_EXERCISE DIRECTIONS_. Continue the guide to transferring files with sftp below, starting after its last sentence.
── PAGE TEXT ──
See man tar for options on excluding files from the transfer, and other options. the c option means “create”, the “x” option means “extract”.

sftp

For an interactive file-transfer session, sftp is a more full-featured tool than scp. From your local host,

sftp mahuika

should open a prompt

sftp>

From here you can inspect the state of the remote while transferring, and issue the following:

command explanation
cd navigate on remote
lcd navigate on local
ls list files
mkdir create directories
rmdir remove directories
put from local to remote
get from remote to local
help see all commands

The two operative verbs in sftp are ‘get’ and ‘put’, as in:

  • get from remote to local
  • put from local to remote

Speeding up

You can use globbing to put/get a bunch of files all at once:

command explanation
put foo* put all files in cwd starting with foo from local to remote
put *.c put all files in cwd ending with .c from local to remote
get foo* get all files in cwd starting with foo from remote to local
get *.py get all files in cwd ending with ".py" from remote to local

where cwd == "current working directory", at either end! As you put and get, use ls -lt to see the state of your remote and local filesystems.
───
── DATASET EXTRACT ──
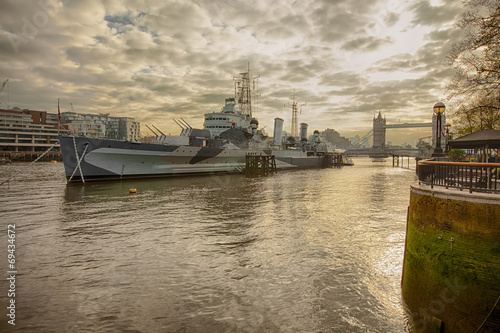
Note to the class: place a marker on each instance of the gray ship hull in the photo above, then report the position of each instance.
(102, 159)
───
_OUTPUT FOR THIS TASK_.
NOTE

  • Use man sftp to see options on get and put.
    • the -a option permits resuming a partial transfer
    • the -r option permits transferring a directory
    • the -p option permits transferring file permissions and timestamps
  • Use ls -lt to see long listing of directory on remote host.

rsync

A more powerful tool again for file transfer is rsync. It can be restarted after an incomplete transfer, optionally compress the transfer, ensure that symbolic links, devices, attributes, permissions, ownerships, etc. are preserved, and much more. See its man page for options and examples.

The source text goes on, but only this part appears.